**WHAT IS REQUIRED:**
Reproduce the portion of the Snowshoe trip thread that starts at "ok, me and 7" and ends at "open to anything!".

:: DOCUMENT SEGMENT ::

# Help me with a Snowshoe,WV trip???



## LTshredTN (Apr 14, 2009)

ok, me and 7 others are planning a trip to snowshoe,WV for feb-19-21st
im looking for a good place for all of us to stay there at the slopes and any other useful info, i know to bring food & stuff cause i heard its expesive there! also heard something about silvercreek slopes there, that do night skiing, cause snowshoe closes at dark right? and i wna know where the best terrain parks are there, someone said the silvercreek place, but help me out im open to anything!


----------



## Guest (Jan 21, 2010)

I used to go snowboarding there all the time while stationed in Nc, but for the life of me I cant remember where we stayed. when i think of it i'll let you know. 
Are you looking for something nice or just some place to sleep? cause me and my buddies just stayed in the cheapest motel since we werent in the room much.


----------



## Guest (Jan 22, 2010)

I was also searching for the cheapest room, and found it in a little one story motel on the left side of the road, about 10 minutes below the resort (traveling to it)

This seemed cool until I lost the keys and had to hitchhike to the resort everyday. It was around $50

I liked the long slopes across on the "backside of the mountian", just becuase they were longer. I don't remember anything to write home about regarding the terrain park


----------



## LTshredTN (Apr 14, 2009)

we are wanting something right on the slopes so we dont really have to drive much...looked at the tree top cabins they got and have a price on them it was gna be $248 a person for one that sleeps 8 and lift tickets too...but we may try to get a smaller one and have some crash on air matress & sleepin bags


----------



## judoant (Jan 18, 2010)

the cheepest place is the lodge at the base of the mountain. at the top, the timberline is useualy the cheapest. if it were me id stay at the village central area. there is a studio there for about 100 /nt. there is a grocery on 219/55 about 30 min from the resort


----------



## Johnny T (Jan 27, 2009)

:::
:: DATA PROVIDED ::

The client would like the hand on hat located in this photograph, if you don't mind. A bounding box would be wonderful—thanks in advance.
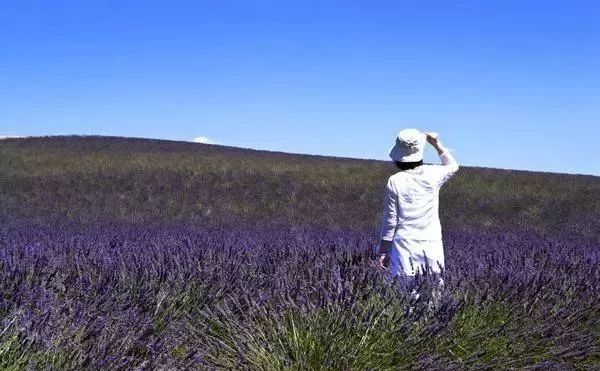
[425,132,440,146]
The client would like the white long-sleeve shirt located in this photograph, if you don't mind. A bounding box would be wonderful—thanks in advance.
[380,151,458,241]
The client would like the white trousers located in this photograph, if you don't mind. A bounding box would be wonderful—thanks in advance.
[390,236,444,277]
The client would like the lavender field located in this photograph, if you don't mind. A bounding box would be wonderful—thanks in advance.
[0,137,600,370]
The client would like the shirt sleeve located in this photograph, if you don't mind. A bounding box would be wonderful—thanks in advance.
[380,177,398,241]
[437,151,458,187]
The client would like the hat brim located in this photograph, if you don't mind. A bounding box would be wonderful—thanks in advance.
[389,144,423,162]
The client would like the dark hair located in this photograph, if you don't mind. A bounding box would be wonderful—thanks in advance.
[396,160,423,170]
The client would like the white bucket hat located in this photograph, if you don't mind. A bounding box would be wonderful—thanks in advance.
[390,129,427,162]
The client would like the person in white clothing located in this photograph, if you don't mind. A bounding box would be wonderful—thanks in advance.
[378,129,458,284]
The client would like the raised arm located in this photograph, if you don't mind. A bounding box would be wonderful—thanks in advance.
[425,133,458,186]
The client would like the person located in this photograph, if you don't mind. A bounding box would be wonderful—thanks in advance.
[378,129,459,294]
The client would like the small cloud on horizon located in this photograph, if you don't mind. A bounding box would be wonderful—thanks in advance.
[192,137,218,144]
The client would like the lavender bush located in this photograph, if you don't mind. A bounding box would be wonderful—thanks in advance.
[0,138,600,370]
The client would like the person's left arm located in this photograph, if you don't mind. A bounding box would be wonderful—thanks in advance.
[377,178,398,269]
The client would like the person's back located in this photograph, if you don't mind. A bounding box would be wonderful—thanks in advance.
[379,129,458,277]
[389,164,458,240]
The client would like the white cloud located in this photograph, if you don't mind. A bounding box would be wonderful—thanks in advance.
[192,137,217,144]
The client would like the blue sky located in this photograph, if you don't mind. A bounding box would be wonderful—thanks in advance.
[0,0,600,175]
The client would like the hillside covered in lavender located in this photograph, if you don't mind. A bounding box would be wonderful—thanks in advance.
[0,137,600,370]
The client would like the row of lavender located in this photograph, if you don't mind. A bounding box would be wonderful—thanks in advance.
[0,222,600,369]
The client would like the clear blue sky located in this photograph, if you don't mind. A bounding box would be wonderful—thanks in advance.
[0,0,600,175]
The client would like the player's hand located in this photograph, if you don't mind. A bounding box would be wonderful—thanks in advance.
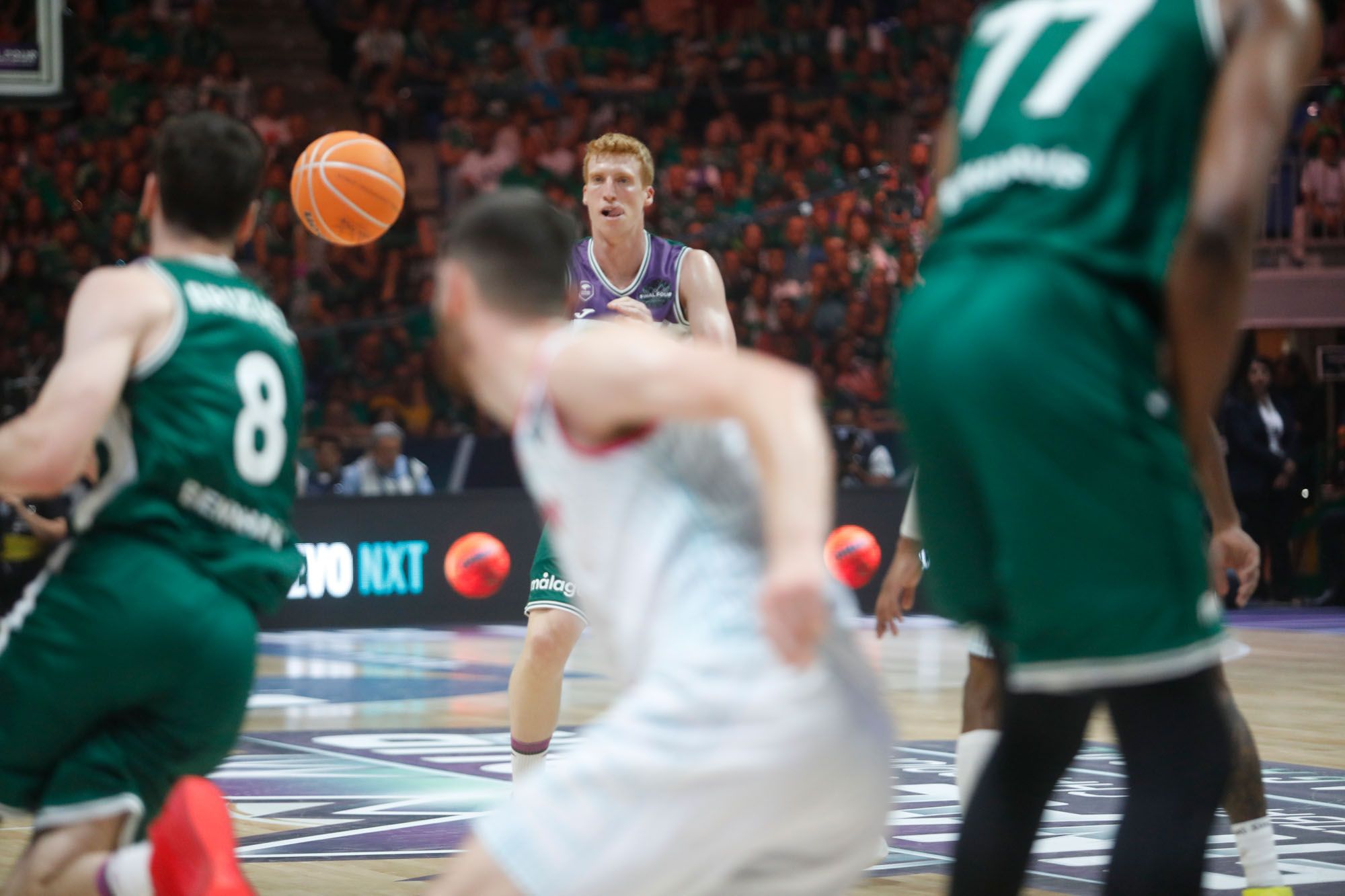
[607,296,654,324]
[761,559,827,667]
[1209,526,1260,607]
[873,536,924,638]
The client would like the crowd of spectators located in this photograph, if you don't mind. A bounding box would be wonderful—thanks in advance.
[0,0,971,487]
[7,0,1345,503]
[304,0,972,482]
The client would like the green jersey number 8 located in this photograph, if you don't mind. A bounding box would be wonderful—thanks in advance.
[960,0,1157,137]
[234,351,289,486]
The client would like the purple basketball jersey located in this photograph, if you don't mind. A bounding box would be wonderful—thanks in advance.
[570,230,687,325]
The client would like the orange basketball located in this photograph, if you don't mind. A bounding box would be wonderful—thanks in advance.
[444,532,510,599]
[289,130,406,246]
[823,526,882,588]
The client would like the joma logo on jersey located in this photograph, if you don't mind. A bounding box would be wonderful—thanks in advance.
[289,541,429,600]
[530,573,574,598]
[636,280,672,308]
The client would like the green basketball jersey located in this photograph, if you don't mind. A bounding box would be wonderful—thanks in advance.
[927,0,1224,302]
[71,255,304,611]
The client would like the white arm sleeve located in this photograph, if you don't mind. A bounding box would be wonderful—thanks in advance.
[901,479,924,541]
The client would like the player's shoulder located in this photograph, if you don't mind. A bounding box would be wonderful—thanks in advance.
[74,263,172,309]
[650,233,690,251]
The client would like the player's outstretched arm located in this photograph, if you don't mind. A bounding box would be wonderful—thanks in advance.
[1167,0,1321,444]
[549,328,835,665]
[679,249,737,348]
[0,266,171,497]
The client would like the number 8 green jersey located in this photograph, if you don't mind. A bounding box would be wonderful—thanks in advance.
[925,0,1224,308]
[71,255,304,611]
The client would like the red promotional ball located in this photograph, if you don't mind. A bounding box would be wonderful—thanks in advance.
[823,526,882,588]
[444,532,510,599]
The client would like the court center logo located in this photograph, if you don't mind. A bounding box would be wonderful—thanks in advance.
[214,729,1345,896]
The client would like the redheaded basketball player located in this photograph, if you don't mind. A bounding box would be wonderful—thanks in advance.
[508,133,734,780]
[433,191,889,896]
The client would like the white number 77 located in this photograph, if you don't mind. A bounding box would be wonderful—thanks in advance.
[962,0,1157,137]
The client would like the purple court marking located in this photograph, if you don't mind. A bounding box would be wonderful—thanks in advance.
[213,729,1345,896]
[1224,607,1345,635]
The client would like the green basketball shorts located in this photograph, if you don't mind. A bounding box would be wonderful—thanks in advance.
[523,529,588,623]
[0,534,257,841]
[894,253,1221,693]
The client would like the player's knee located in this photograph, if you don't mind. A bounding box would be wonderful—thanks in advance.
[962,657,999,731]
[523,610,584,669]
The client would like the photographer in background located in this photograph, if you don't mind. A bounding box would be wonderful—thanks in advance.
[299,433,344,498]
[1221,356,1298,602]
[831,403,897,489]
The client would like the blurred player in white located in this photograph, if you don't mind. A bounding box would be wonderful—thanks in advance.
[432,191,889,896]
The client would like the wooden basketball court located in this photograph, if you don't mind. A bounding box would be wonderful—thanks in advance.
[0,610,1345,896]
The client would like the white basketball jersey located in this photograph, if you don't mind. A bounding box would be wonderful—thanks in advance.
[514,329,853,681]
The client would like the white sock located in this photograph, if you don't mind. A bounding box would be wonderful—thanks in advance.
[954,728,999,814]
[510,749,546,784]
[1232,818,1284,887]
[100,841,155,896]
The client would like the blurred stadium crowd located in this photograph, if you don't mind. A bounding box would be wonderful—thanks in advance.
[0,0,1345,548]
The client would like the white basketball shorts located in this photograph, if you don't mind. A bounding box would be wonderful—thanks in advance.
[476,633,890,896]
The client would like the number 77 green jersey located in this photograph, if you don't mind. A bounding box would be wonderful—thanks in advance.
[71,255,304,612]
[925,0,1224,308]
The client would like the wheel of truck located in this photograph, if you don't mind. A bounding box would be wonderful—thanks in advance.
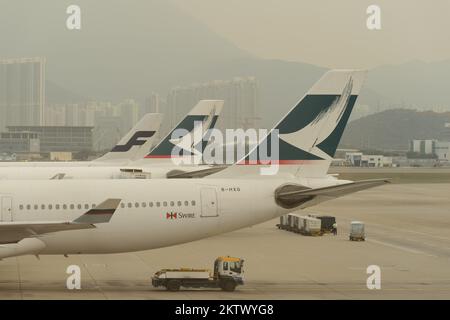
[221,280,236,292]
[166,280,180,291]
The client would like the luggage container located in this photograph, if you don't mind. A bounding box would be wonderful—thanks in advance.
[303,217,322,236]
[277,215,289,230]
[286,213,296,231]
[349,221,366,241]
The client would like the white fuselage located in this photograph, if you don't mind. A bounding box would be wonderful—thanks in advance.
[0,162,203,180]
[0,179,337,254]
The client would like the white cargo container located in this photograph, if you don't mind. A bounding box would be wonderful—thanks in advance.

:::
:: DATA PROVIDED ::

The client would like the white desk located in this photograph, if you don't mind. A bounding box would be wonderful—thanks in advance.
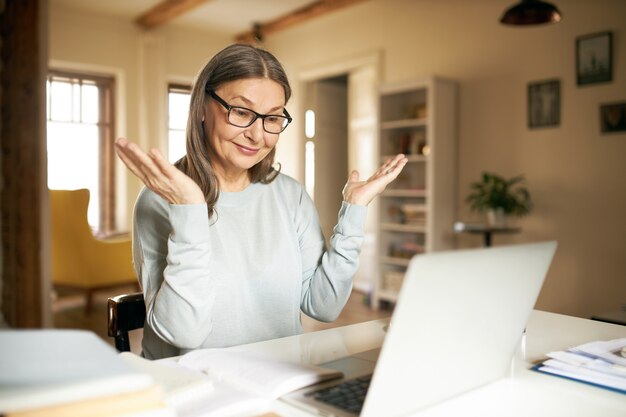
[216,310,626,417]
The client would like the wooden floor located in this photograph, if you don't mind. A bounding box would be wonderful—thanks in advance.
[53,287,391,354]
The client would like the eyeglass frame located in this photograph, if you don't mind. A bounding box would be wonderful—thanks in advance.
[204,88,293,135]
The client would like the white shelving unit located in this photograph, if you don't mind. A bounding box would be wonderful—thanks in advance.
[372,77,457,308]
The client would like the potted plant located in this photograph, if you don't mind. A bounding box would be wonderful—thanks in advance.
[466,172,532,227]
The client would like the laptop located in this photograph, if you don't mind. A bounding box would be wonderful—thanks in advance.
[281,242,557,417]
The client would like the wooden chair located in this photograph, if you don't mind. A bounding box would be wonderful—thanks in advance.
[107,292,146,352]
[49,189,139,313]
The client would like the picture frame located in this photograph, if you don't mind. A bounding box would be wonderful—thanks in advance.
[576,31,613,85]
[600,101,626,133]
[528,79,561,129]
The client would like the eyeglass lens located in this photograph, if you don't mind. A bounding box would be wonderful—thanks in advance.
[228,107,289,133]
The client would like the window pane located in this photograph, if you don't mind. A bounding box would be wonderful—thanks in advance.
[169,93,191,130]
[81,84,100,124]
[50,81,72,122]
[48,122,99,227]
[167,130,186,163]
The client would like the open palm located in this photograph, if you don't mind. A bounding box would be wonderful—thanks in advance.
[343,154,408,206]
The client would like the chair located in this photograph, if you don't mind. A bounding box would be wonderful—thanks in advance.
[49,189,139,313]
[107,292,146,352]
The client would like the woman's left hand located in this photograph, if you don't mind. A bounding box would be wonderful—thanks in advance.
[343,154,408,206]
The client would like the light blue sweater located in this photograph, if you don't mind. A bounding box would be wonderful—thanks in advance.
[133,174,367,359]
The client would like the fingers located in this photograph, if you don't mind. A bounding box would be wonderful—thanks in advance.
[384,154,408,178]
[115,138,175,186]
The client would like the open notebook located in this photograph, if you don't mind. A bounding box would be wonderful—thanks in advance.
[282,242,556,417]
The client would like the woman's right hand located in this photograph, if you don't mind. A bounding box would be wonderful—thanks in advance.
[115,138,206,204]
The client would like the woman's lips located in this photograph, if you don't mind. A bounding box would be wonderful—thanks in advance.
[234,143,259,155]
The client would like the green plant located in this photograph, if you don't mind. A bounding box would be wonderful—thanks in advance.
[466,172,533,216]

:::

**ANSWER TO THE EXERCISE:**
ok, me and 7 others are planning a trip to snowshoe,WV for feb-19-21st
im looking for a good place for all of us to stay there at the slopes and any other useful info, i know to bring food & stuff cause i heard its expesive there! also heard something about silvercreek slopes there, that do night skiing, cause snowshoe closes at dark right? and i wna know where the best terrain parks are there, someone said the silvercreek place, but help me out im open to anything!